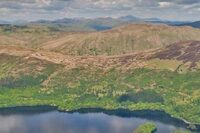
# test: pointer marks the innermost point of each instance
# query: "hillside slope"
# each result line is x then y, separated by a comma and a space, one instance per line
121, 40
136, 81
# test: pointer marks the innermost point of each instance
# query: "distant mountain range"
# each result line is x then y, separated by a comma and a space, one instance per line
192, 24
98, 24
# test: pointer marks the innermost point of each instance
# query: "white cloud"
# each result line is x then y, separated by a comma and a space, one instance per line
165, 4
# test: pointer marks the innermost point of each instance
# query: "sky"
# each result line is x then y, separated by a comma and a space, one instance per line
31, 10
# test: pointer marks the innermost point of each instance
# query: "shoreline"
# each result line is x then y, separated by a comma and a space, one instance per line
146, 113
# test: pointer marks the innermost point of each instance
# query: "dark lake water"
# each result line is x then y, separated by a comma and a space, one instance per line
46, 120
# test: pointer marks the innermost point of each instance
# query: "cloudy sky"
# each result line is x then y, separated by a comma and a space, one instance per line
54, 9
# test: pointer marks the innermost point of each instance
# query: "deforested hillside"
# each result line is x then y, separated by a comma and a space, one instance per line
121, 40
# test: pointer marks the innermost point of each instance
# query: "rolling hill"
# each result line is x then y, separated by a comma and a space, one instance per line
192, 24
121, 40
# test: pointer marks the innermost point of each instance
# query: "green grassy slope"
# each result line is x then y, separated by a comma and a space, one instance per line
104, 82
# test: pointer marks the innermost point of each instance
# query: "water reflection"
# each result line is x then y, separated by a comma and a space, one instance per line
57, 122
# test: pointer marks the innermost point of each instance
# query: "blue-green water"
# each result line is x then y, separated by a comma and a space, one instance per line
52, 121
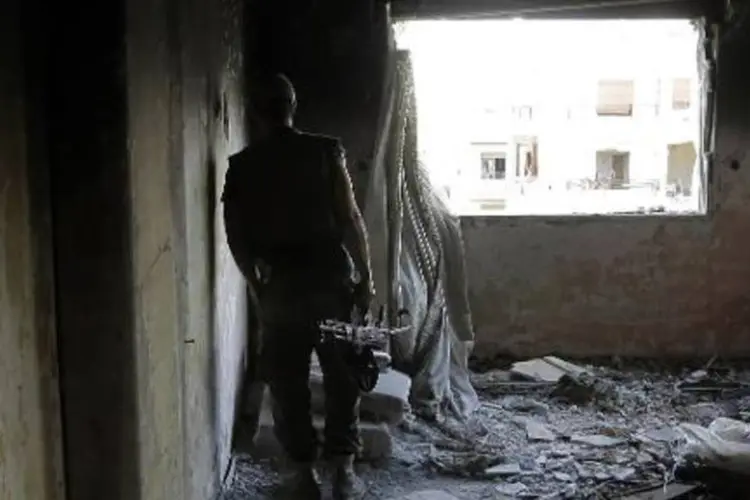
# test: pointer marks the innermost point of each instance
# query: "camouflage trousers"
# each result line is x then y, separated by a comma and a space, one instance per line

----------

## [TASK REQUIREMENTS]
Without including any pictures, please restate all the records exactly.

## [WRITTEN ANSWER]
# test: pointer marks the innermost point of each instance
# query: "hillside slope"
# each result line is x then y, separated by a comma and a space, one instance per line
121, 40
136, 81
# test: pointer marks the innermost point of each instance
# query: "distant mountain range"
# each result line is x then y, separated by a comma and a space, one instance per line
192, 24
98, 24
# test: pointer marks the innermost point of each instance
# query: "white cloud"
# each result line is x then y, separated by a comma and a space, one instance per line
165, 4
# test: pointer marks the innermost point of each instance
# query: "sky"
# each result line is x then y, separated by a comma and a space, one instance per line
31, 10
# test: pointer marks the innermost point of each instance
# query: "shoreline"
# each result line is x then y, separated by a comma and a space, one instance per line
146, 113
# test: pointer marks the innermost point of each instance
# query: "dark lake water"
# each result line is x then y, separated by a comma and a space, one instance per line
46, 120
# test: pointer marks the innermost point of each instance
# query: "cloudy sky"
# each result line is x then y, separated by a comma and a space, one instance per line
54, 9
# test: pointer marks the innermost point of each instance
# query: "deforested hillside"
# each result line is x then y, separated by a comma and a space, one instance per line
121, 40
# test: pointer marks the innermost point of each instance
# query: "rolling hill"
# each result line is x then y, separated by a comma and a space, one instance per line
192, 24
121, 40
# test: pointer marks the innermost point of each instance
# query: "green grassy slope"
# each result line is x then y, separated by a comma and a space, one instance per line
104, 82
# test: pointer marks the innermost point of each instance
# query: "water reflection"
# each result line is x then y, separated by a comma and a space, one instance per line
57, 122
# test: pointer marks the innermost point of each instance
# query: "blue-green water"
# each result line is x then y, separated by a comma and a space, one instance per line
52, 121
# test: pointer marks the innermost point of each instance
# query: "camouflage trousers"
# each result line is x then y, separated by a comma and a space, one instance per line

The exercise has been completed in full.